The request: Please answer from the Rathfriland and Hilltown extract: who prepared the 1764 scheme for improving the estate and town of Rathfriland?

Excerpted text:
RATHFRILAND and HILLTOWN

[Extracts from the Rathfriland and Hilltown list by P J Rankin, published by the Ulster Architectural Heritage Society in 1979.]

 

Hugh Magennls was living 'very cyvillle and Englishe-like in his house' at Rathfriland ln the later 16th century, a tower house of which nothing but part of the base remains. But the town itself was not founded until soon after the Restoration, when in acknowledgement of his services in the parliamentary wars, Charles II granted the whole of the extensive manor to Alderman Richard Hawkins of London. The town and manor passed in course of time to Miss Theodosia Magill, first Countess of Clanwilliam, and from her to her son General Robert Meade. The Meade family are still the town's landlords. The Hawkins family had a house and demesne at Lissize, just outside the town to the north-west. This presumably fell into disuse following their marriage with the Magills of Gill Hall. in the early 1700s.

Early- and mid-19th century guide books refer to the nearly-obliterated remains of the old Magennis castle at the summit of the hill, close to where the water tower stands today. But after the 1641 Rising the castle was dismantled and the inn and other chief houses built with its materials. A 'Scheme for the Improvement of the Estate and Town of Rathfriland', prepared by Henry Waring in March 1764, recommended that all proper methods be taken to promote and encourage the linen market; that a market house be immediately built; that renewable leases for lives be made of the tenements, then ruinous. In contrast to Banbridge and Tandragee, turbary was contiguous and plentiful: this would affect the rents at which property would let, and Miss Magill could fix each rent as appropriate. Probably as a result, a market house was built, but still in 1846 there was apparently but little trade in the town.

In earlier times known as Insula Magennis, on 'the steep acclivities' of its little hill 'rising out of the surrounding bog' like a small medieval city, the town has caught the imagination oi succeeding generations. R.L. Praeger, Lady Mabel Annesley, Richard Rowley have all known its spell: 'it seemed to be always in sunshine'. Helen Waddell, writing of Ballygowan over the hill, caught exactly the exciting quality of this part of Down: 'in the summer afternoons my bachelor uncle, as crusted as one of his apple trees, limped about the fields in the dusk, with the moon hanging over the Mournes, and said there wasn't a place like it in the country'. And why should the Union Jack floating from the tower of the church, now as when Lady Mabel Annesley lived under the shadow of the hill, seem a happy and not a provocative thing?

Given material:
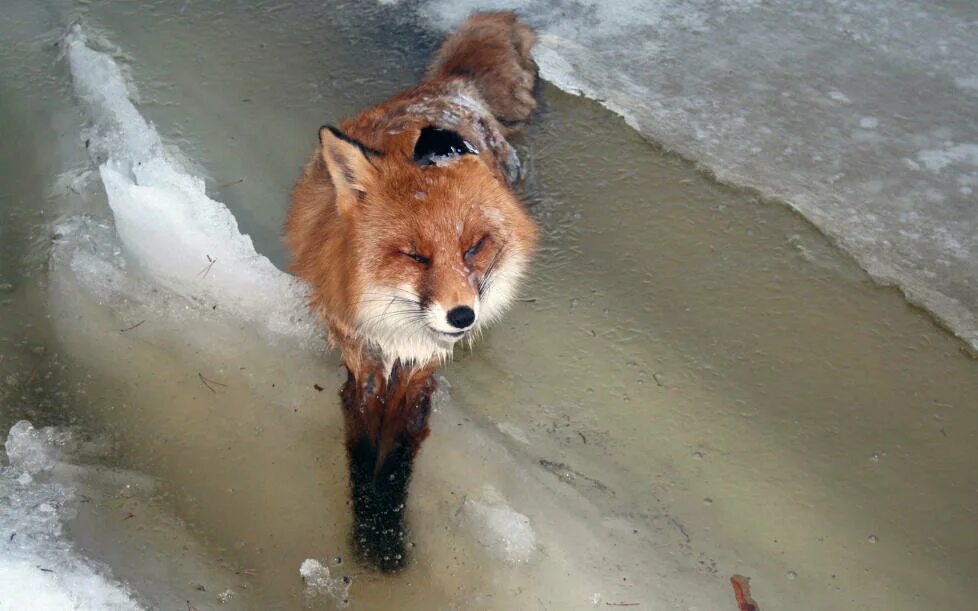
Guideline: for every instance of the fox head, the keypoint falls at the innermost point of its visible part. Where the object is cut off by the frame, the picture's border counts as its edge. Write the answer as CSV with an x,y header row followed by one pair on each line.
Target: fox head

Solution: Henry Waring